_Records for this exercise_.
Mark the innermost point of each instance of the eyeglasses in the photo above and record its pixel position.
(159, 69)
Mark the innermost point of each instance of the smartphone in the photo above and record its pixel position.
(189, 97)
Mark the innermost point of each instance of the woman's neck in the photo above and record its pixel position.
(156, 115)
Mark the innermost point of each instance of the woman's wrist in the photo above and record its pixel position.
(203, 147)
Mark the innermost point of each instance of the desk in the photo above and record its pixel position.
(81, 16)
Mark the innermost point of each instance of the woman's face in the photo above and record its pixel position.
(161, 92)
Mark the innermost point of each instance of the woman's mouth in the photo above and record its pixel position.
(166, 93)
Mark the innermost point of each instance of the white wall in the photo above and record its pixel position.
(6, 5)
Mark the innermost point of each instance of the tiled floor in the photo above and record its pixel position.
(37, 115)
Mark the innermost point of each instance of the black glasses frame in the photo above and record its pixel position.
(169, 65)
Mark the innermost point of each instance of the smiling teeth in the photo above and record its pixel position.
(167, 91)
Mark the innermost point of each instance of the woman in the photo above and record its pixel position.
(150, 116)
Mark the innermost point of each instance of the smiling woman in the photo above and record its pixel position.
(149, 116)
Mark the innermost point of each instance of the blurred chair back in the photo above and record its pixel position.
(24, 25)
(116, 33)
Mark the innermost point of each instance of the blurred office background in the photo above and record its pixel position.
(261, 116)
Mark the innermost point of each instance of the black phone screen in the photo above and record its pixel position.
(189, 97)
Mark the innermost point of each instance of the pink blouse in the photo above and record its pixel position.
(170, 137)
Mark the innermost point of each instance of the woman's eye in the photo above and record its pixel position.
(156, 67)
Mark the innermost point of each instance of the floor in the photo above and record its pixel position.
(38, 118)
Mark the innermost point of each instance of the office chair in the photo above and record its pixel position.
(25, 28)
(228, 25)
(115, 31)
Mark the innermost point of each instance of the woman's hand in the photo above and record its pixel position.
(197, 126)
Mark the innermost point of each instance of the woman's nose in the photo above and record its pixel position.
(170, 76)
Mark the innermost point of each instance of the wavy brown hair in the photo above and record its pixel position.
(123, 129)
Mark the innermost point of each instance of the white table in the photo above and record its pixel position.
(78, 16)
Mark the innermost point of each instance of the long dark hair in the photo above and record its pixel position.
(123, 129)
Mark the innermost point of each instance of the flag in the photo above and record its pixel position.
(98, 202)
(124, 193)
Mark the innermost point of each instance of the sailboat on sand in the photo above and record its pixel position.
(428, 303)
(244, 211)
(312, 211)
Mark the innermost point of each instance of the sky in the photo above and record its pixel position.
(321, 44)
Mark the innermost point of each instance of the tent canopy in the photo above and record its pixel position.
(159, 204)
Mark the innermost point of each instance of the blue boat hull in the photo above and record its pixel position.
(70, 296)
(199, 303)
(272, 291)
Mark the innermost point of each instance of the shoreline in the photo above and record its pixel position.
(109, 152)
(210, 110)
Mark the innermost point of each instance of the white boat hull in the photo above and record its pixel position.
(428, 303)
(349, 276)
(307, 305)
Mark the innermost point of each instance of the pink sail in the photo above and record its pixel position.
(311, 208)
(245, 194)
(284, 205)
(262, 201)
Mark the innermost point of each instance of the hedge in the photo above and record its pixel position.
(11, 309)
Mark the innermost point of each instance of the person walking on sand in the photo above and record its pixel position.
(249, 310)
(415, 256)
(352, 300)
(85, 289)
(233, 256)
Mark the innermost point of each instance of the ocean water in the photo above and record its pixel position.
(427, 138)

_Directions_.
Produce an exact copy of the whole listing.

_Reply_.
Mark the innermost point of each instance of the eyeglasses in the photo above and record its pixel position.
(159, 69)
Mark the innermost point of each instance of the smartphone in the photo above and record its pixel position.
(189, 97)
Mark the innermost point of each instance of the woman's neck in the photo above and record its pixel position.
(156, 115)
Mark the innermost point of each instance of the woman's wrist in the photo above and record its pixel position.
(203, 147)
Mark the innermost point of each instance of the desk in the photo above and record its pixel position.
(81, 16)
Mark the innermost point of each instance of the woman's face in the photo above and record its pixel position.
(161, 92)
Mark the innermost point of each instance of the woman's mouth in the photo above and record its pixel position.
(166, 93)
Mark the innermost point of each instance of the white wall in the photo above and record its pixel position.
(6, 5)
Mark the innermost point of each instance of the tiled floor in the photo above and record its pixel position.
(37, 115)
Mark the innermost point of each instance of the black glasses frame in the photo above and record its pixel position.
(169, 65)
Mark the innermost point of each instance of the smiling teeth in the photo above and record its pixel position.
(167, 91)
Mark the innermost point of each instance of the woman in the photo above and record its pixel position.
(150, 116)
Mark the innermost point of each instance of the smiling woman in the photo above and record its pixel position.
(149, 116)
Mark the innermost point of each instance of the blurred chair back in the photo above and record its pixel position.
(24, 25)
(116, 33)
Mark the innermost point of each instance of the blurred office background in the photo above and record its pixel position.
(261, 116)
Mark the innermost point of each instance of the black phone screen in the photo above and record its pixel position.
(189, 97)
Mark the innermost point of each instance of the pink blouse in the photo above and record its pixel position.
(170, 137)
Mark the innermost point of each instance of the woman's eye in the photo above and record its pixel position.
(156, 67)
Mark the innermost point of each instance of the floor in the photo above and record its pixel position.
(38, 118)
Mark the innermost point of each instance of the office chair in the photo above and record its pixel position.
(25, 28)
(228, 25)
(115, 31)
Mark the innermost point of each instance of the woman's hand in the photo above and record its pixel position.
(197, 126)
Mark the innermost point of each instance of the woman's nose in the photo above and record its pixel position.
(170, 76)
Mark the innermost point of each instance of the wavy brown hair in the photo above and record its pixel position.
(123, 129)
Mark the innermost point of each instance of the white table in the photo above and record its pixel position.
(78, 16)
Mark the innermost point of each instance of the long dark hair in the photo above and record its pixel position.
(123, 129)
Mark the innermost point of each instance of the flag in the photo above and record its pixel position.
(98, 202)
(124, 193)
Mark the innermost point of each instance of the sailboat on sand in the photo above and record its pixel position.
(428, 303)
(244, 211)
(312, 211)
Mark the innermost point of each instance of the sky in the photo above and record its pixel position.
(321, 44)
Mark the innermost point of each instance of the tent canopy in the photo above and record its pixel position.
(159, 204)
Mark the innermost point of each instance of the blue boat hull in the photo above and record its pixel position.
(70, 296)
(199, 303)
(272, 291)
Mark the innermost point of each instance of the shoreline in the photo above and record its pixel position.
(109, 152)
(210, 110)
Mark the innermost point of each instance of the white boat hull in the photo above and record its pixel position.
(428, 303)
(349, 276)
(307, 305)
Mark the innermost point of each instance of the pink sail in the photo above and record its pixel position.
(311, 208)
(245, 194)
(284, 205)
(262, 201)
Mark the innermost point of each instance of the hedge in the photo above and record its pixel position.
(11, 309)
Mark the innermost point of each instance of the person walking on sand in the photo above and record its pixel position.
(249, 310)
(415, 256)
(352, 300)
(85, 289)
(233, 256)
Mark the innermost point of each instance of the ocean water in the photo above and record its pixel position.
(427, 138)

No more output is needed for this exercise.